> [ASSIGNED TASK] Your answer should be every line with the word "base", copied from the data below.
*** RECORDS FOR PROCESSING ***
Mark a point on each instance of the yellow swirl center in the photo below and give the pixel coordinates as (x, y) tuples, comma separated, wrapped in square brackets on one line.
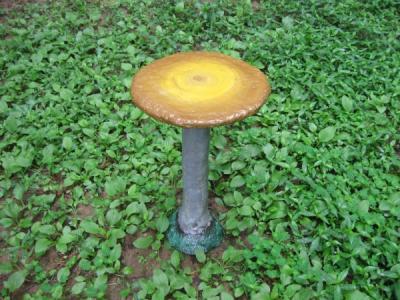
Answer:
[(199, 81)]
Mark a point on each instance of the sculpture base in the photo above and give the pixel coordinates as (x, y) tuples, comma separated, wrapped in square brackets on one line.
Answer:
[(189, 243)]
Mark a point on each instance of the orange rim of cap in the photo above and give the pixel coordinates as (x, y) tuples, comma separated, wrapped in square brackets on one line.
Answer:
[(199, 89)]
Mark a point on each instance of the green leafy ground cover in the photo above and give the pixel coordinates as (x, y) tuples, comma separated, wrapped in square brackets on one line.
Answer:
[(307, 190)]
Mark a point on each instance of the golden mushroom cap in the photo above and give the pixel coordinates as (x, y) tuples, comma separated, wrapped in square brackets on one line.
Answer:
[(199, 89)]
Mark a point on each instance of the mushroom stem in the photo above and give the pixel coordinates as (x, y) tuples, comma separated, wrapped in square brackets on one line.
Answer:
[(193, 215)]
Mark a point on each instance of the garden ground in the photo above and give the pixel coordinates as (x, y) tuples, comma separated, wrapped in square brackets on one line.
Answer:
[(307, 189)]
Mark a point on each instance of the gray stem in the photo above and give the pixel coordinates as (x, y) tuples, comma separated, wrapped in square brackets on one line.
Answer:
[(193, 215)]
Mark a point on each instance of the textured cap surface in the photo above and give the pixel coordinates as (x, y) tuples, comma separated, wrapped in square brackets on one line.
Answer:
[(199, 89)]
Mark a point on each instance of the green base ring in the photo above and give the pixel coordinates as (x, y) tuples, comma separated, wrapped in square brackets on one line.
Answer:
[(189, 243)]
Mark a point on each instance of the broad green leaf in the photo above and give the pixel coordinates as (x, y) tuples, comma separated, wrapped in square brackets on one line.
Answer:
[(67, 143), (237, 181), (327, 134), (91, 227), (62, 275), (347, 103), (357, 295), (113, 216), (115, 186), (143, 242), (42, 245), (77, 288)]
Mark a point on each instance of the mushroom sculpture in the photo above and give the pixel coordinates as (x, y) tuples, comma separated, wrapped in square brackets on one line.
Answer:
[(197, 91)]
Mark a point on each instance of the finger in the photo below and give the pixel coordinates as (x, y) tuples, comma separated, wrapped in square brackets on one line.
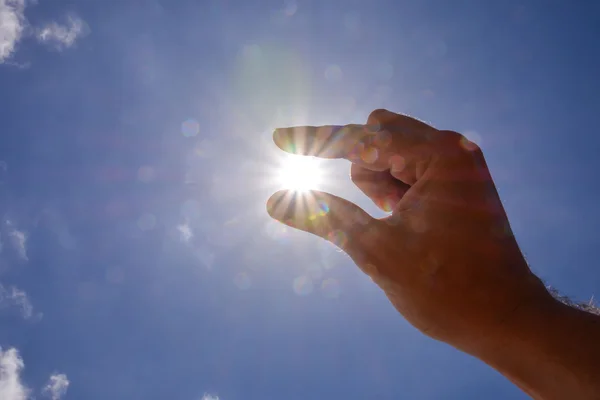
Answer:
[(334, 219), (380, 186), (388, 141), (329, 141)]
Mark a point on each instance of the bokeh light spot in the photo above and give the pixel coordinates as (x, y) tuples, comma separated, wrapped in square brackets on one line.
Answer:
[(303, 285), (190, 209), (190, 128), (315, 271)]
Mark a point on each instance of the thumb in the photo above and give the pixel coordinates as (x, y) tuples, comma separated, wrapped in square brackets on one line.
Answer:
[(339, 221)]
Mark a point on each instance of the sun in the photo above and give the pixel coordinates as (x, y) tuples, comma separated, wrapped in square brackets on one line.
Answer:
[(300, 173)]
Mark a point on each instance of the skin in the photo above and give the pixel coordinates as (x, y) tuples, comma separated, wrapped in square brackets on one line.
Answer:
[(445, 256)]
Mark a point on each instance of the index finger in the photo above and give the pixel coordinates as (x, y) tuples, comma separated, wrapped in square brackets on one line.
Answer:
[(329, 141)]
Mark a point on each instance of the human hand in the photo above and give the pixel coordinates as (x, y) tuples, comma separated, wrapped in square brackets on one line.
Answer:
[(445, 256)]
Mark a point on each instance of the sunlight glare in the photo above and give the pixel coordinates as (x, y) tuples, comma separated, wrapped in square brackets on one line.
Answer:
[(300, 173)]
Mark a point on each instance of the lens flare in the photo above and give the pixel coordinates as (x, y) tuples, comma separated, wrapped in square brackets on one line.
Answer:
[(300, 173)]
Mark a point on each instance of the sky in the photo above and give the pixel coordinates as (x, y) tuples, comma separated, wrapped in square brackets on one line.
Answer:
[(137, 258)]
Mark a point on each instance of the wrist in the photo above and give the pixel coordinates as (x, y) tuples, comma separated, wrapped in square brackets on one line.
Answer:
[(548, 349)]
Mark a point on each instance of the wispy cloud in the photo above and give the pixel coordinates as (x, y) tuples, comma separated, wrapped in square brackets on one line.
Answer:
[(11, 365), (19, 242), (56, 387), (62, 36), (13, 297), (12, 25)]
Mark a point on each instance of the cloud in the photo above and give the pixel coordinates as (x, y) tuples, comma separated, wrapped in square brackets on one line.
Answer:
[(12, 25), (11, 365), (56, 387), (62, 36), (14, 297), (185, 232), (19, 242)]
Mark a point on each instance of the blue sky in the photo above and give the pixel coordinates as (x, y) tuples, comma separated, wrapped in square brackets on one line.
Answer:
[(138, 260)]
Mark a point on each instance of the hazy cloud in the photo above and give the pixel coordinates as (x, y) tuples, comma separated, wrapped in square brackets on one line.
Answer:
[(11, 365), (12, 25), (185, 232), (19, 242), (13, 297), (62, 36), (56, 387)]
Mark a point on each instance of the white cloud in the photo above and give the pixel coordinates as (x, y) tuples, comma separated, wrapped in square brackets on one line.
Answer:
[(62, 35), (11, 365), (56, 387), (19, 241), (14, 297), (12, 25)]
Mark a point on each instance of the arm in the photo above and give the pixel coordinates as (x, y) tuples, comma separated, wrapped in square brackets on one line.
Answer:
[(445, 256), (550, 350)]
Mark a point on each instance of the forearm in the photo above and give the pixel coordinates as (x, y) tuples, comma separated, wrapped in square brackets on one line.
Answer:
[(549, 350)]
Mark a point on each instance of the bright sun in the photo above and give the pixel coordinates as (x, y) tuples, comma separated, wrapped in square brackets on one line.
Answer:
[(299, 173)]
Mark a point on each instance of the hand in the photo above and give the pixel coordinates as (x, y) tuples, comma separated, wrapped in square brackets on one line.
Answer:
[(445, 256)]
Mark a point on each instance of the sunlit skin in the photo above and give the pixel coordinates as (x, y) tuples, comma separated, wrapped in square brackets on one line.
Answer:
[(445, 256)]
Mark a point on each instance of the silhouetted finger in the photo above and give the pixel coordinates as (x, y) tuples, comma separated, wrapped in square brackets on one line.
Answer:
[(339, 221), (380, 186)]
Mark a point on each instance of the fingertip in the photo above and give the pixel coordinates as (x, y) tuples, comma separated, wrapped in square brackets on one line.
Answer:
*** End of RECORDS FOR PROCESSING ***
> [EXPECTED ANSWER]
Mark a point on each instance of the sculpture base in the photo above and give the pixel coordinates as (x, y) tuples, comma separated, wrapped in square brackets on one line.
Mark a point on each instance of the green base ring in the photo above and give the pixel coordinates as (x, y) tuples, comma separated, wrapped in square brackets on one line.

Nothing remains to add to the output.